## Вводная 1
Какой актер, согласно фрагменту, сыграл Обломова?
## Вводная 2
Продублируйте из фрагмента часть, которая открывается словами «Кадр из фильма» и закрывается словами «как взаимный троллинг?».

## Выбранный фрагмент
****
Кадр из фильма «Катынь» Анджея Вайды © Akson Studio
— То есть, очевидно, конфликт будет нарастать?
— Безусловно.
— И тут альтернативы нет?
— Нет.
— И развиваться он будет как взаимный троллинг?
— Да. Тут вопрос в том, какой масштаб, сколько будет стран и ресурсов вовлечено. Потому что до сих пор все-таки были какие-то ударники «антитоталитарного фронта»: прибалтийские республики, Польша, Украина. А мы им, в свою очередь, не уставали напоминать про Холокост и в каком они дерьме по этому поводу. Но теперь-то все это становится более масштабным, то есть теперь уже и в Западной Европе образ России как паука или осьминога вернулся на обложки журналов. Такой был у нас царский режим, такой был сталинский режим, сегодня такой путинский режим, с точки зрения тамошних карикатуристов. И на самом деле происходят очень серьезные подвижки, очень серьезные потери. Вот вам пример: в русской культуре последних десятилетий (и после Второй мировой войны) существовало два образа, или два нарратива, немцев. Был немец со «шмайссером» и в сапогах. И был немец в аптекарском фартуке, в очках — ну или Штольц. И там смешные игры возможны были, потому что энергичного немца Штольца играл такой созерцательный рохля Юрий Богатырев, а Обломова играл настоящий Штольц — Олег Табаков. То есть там возможны были даже смены ролей какие-то смешные. Но так или иначе доминировал образ немца — носителя технологий и знания, профессора, академика, аптекаря, врача, партнерство ради модернизации — всякие такие сюжеты. И на наших глазах за последние три-четыре года этот мотив, этот образ стал уступать место другому — нарративу немца жестокого, доминирующего и так далее. Если бы какой-нибудь мальчик из Нового Уренгоя в 2005 году в бундестаге поговорил о том, что немцев-военнопленных тоже жалко, никто бы даже и не заметил, а если бы и заметил, то дали бы ему пирожок. А сделал он это в прошлом году — и тут же выяснили, кто ему редактировал речь, тут же раскрутили так, что он превратился в предателя Родины. То есть это совершенно другой контекст. Поэтому да, ухудшается со всех сторон. Одно дело, когда у вас Тбилиси, Вильнюс и Рига организуют такие музеи. Ну да, ну как бы противно, неприятно. Но это все-таки локальное явление. Но теперь-то уже Россия однозначно стала «иным», снова «конституирующим иным» в европейском масштабе. Она вернулась в эту роль, и ожили стереотипы прежних времен. Хорошо, про немца со «шмайссером» мы поговорили. А «англичанка гадит»? Она теперь даже имя имеет свое конкретное, эта Тереза Мэй, эта англичанка, которая гадит. Это же вернулось, ничего нового нет. Почитайте Джозефа Конрада: там же русские террористы у него. И сейчас тоже русские террористы.
— Вот эти взаимные залпы исторической политики — они же прямо влияют на внутриполитическую повестку и задают определенный смысл уже государственной политике памяти внутри России. Это влияние способствует единству, согласию в обществе или, наоборот, еще больше усугубляет раскол российского общества?
****
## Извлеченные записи
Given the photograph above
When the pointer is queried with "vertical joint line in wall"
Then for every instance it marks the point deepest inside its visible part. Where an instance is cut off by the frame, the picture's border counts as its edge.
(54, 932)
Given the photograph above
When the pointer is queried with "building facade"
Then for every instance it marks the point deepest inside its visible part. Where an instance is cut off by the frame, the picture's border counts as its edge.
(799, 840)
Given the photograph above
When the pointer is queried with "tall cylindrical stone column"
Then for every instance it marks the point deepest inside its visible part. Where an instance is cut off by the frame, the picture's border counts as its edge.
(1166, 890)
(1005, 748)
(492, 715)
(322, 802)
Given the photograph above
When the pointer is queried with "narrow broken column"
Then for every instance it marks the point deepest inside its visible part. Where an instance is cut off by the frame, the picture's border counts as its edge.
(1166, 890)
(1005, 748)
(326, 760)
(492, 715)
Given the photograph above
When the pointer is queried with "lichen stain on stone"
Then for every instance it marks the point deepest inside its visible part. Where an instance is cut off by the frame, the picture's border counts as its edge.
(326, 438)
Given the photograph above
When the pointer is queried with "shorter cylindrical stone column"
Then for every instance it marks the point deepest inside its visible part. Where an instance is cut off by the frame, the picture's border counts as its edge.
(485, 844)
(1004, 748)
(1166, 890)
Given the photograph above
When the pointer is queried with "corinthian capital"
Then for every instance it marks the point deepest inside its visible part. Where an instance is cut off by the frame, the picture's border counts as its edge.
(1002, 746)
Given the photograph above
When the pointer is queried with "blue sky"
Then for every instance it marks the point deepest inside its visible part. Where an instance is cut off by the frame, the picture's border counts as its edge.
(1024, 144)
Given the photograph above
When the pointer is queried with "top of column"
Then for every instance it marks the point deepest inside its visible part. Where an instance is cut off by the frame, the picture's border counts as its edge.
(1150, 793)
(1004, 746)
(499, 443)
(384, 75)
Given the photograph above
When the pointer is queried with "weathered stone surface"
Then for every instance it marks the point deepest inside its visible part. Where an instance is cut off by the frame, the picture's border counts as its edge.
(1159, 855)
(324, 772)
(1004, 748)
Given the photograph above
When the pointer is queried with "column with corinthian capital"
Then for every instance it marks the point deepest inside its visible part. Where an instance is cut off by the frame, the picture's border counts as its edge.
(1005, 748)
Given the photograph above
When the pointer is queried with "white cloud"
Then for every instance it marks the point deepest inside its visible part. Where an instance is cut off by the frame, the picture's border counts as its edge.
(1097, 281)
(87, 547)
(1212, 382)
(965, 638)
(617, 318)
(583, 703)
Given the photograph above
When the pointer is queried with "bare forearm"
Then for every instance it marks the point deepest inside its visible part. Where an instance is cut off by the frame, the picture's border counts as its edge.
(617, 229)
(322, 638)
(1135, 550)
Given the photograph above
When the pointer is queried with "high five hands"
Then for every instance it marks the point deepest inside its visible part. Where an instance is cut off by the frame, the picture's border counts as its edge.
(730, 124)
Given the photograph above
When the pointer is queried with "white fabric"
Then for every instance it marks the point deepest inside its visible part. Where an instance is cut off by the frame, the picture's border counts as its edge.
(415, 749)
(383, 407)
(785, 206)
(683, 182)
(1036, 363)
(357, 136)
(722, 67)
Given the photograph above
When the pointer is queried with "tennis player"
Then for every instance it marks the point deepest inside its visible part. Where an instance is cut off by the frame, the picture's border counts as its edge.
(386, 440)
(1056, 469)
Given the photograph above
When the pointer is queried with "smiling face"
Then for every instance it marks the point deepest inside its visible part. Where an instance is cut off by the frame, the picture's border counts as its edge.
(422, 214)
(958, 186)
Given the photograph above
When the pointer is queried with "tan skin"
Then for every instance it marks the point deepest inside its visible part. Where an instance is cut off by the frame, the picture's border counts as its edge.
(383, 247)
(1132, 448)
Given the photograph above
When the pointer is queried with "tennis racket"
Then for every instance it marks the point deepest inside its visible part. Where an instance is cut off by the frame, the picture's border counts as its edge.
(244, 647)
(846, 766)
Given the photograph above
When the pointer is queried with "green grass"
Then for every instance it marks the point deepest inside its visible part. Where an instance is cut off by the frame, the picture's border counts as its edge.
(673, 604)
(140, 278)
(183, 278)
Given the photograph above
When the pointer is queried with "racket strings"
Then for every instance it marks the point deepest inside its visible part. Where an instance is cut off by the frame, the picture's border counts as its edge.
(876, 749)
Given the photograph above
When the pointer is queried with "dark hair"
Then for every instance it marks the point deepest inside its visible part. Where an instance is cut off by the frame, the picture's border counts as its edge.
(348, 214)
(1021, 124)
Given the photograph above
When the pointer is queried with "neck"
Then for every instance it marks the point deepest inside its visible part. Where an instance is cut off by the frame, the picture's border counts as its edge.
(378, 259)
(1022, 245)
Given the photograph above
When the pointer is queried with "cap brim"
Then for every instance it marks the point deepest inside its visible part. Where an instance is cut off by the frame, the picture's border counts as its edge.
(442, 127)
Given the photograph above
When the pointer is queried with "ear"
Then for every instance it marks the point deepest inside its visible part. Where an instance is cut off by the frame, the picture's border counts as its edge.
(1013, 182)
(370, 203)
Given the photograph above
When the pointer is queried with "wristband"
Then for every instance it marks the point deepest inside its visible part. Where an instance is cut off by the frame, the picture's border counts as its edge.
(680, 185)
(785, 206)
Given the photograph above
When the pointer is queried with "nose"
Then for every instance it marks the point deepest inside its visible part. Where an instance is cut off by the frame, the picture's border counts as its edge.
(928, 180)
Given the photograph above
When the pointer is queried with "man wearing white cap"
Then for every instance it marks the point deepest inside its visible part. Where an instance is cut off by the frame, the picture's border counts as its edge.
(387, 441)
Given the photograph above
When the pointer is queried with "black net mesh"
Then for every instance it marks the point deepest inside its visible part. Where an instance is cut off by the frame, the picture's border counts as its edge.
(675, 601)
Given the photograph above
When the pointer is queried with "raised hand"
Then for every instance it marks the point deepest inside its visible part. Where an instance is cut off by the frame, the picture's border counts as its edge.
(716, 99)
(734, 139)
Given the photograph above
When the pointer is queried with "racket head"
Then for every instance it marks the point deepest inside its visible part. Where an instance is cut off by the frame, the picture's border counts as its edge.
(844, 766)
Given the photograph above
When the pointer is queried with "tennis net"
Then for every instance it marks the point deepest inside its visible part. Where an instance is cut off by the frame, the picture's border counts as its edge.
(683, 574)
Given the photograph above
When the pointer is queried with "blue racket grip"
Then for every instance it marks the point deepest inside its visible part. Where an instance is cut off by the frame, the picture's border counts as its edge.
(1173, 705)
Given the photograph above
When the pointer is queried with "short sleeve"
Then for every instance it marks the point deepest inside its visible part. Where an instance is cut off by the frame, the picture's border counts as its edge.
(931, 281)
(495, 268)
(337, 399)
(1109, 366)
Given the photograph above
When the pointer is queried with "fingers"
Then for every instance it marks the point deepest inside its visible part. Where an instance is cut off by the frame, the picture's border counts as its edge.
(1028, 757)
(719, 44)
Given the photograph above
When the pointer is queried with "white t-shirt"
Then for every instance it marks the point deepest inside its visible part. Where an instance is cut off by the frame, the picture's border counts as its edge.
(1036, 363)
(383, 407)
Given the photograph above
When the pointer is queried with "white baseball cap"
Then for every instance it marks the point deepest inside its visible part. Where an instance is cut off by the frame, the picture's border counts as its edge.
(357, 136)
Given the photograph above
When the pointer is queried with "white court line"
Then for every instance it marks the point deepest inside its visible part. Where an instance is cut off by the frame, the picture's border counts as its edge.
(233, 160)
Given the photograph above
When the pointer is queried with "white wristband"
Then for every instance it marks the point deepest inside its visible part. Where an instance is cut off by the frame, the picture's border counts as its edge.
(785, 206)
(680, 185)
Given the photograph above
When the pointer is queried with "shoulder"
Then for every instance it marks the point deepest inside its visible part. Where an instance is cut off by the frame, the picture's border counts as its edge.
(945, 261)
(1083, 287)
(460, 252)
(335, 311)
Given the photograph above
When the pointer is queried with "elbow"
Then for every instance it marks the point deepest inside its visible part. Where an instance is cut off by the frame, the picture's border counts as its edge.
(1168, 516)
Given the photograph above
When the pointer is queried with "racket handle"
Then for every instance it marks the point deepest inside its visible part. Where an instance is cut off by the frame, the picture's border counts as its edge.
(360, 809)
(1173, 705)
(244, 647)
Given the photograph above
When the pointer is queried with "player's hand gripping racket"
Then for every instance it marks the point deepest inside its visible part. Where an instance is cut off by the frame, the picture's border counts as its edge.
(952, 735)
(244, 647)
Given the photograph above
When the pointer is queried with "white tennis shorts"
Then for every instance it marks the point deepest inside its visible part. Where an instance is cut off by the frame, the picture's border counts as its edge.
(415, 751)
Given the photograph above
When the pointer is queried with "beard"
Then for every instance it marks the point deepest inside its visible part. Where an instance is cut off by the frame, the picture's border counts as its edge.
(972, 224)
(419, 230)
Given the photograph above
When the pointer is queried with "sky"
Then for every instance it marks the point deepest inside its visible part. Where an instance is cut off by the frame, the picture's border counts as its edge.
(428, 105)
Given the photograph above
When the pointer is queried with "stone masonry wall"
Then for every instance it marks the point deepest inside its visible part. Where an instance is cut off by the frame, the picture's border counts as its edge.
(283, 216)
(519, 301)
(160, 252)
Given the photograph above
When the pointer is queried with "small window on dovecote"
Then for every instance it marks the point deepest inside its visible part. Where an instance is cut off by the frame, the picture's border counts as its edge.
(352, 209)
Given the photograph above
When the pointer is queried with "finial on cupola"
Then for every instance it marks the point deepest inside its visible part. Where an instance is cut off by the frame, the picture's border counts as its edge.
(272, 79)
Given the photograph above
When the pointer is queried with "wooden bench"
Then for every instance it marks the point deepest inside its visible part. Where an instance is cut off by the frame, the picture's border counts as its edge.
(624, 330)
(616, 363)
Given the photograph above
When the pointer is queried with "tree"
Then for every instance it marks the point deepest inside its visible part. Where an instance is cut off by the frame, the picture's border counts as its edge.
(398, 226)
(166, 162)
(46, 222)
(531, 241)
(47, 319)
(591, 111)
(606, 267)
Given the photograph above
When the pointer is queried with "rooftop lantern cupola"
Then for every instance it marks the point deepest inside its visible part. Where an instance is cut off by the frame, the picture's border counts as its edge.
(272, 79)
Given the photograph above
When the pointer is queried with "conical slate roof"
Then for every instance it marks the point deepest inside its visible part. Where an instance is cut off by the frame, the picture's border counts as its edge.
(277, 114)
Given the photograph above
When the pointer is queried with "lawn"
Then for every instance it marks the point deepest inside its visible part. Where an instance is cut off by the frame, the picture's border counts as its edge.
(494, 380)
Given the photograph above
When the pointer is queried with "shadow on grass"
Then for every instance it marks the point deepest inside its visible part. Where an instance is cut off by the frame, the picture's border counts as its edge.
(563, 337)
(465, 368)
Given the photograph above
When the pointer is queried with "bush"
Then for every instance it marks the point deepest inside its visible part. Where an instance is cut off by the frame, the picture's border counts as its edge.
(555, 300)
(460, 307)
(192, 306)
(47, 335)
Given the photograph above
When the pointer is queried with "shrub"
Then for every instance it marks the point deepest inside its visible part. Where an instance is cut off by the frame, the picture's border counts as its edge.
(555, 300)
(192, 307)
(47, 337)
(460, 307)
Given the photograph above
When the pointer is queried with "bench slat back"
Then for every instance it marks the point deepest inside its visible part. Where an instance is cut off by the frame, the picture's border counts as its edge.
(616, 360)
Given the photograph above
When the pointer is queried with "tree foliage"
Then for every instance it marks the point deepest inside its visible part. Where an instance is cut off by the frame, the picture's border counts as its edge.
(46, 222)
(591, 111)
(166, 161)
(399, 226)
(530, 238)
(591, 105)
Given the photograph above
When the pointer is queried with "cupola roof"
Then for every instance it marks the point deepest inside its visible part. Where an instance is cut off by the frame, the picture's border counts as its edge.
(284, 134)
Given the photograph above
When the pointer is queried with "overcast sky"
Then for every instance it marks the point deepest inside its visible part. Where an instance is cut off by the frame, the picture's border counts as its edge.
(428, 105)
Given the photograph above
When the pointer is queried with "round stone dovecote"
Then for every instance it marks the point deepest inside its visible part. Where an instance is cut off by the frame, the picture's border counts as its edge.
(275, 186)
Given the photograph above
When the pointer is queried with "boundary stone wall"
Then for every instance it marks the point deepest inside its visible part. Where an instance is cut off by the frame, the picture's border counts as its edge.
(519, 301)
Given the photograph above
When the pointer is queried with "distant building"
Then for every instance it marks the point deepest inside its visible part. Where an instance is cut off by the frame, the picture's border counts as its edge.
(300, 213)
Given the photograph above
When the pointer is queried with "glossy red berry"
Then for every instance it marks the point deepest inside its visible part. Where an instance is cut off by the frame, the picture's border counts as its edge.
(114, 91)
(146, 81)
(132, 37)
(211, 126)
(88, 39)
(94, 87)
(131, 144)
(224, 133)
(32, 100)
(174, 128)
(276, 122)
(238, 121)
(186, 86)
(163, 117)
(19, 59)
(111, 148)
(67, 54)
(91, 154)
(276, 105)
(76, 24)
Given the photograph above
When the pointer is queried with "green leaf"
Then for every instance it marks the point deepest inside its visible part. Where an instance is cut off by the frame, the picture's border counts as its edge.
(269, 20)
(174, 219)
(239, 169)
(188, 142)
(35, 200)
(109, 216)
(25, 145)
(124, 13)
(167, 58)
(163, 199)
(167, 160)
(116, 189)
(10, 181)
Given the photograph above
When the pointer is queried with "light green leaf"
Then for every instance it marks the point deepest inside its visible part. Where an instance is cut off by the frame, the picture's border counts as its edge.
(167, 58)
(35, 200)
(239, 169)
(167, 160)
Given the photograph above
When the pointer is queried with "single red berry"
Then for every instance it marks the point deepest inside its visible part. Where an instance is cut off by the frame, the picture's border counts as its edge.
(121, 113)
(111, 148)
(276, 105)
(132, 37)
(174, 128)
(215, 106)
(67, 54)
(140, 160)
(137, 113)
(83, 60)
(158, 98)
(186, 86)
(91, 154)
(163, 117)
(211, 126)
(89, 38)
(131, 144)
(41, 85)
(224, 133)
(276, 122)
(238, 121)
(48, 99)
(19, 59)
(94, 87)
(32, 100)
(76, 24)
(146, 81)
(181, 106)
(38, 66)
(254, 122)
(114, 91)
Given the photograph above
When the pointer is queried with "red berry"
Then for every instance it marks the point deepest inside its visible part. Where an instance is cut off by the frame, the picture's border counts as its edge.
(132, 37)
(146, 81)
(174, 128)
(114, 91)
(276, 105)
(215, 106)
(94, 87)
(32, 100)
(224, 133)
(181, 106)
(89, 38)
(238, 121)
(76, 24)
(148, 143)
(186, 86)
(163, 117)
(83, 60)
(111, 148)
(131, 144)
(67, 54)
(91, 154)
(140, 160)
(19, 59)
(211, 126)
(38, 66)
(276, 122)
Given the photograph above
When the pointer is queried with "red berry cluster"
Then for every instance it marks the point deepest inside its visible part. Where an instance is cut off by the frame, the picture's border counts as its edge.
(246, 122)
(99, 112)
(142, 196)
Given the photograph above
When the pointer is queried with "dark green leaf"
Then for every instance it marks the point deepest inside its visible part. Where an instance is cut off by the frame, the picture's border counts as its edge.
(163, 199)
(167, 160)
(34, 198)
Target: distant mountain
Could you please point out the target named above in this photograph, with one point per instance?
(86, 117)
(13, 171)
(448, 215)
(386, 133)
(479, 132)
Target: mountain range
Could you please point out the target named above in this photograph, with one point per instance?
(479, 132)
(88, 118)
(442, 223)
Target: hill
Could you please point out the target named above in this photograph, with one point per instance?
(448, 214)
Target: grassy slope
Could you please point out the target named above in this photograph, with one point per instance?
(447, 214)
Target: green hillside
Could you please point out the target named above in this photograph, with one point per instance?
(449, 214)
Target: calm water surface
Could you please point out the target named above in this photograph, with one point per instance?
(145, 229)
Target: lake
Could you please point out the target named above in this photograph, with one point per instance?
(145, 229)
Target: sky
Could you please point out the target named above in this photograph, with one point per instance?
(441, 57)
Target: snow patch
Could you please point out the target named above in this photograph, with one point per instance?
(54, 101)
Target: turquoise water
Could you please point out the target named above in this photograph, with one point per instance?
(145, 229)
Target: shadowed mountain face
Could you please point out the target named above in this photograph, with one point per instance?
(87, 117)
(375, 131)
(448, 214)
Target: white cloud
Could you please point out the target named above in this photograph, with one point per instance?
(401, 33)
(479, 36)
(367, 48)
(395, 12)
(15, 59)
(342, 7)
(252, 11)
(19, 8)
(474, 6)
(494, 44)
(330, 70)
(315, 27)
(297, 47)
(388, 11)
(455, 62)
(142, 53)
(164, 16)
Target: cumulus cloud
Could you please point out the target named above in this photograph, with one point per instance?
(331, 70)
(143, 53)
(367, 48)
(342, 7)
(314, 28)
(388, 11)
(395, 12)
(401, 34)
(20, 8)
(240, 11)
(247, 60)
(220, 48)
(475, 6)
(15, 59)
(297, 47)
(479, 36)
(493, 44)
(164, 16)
****
## Решение задания 1
Олег Табаков.

## Решение задания 2
Кадр из фильма «Катынь» Анджея Вайды © Akson Studio
— То есть, очевидно, конфликт будет нарастать?
— Безусловно.
— И тут альтернативы нет?
— Нет.
— И развиваться он будет как взаимный троллинг?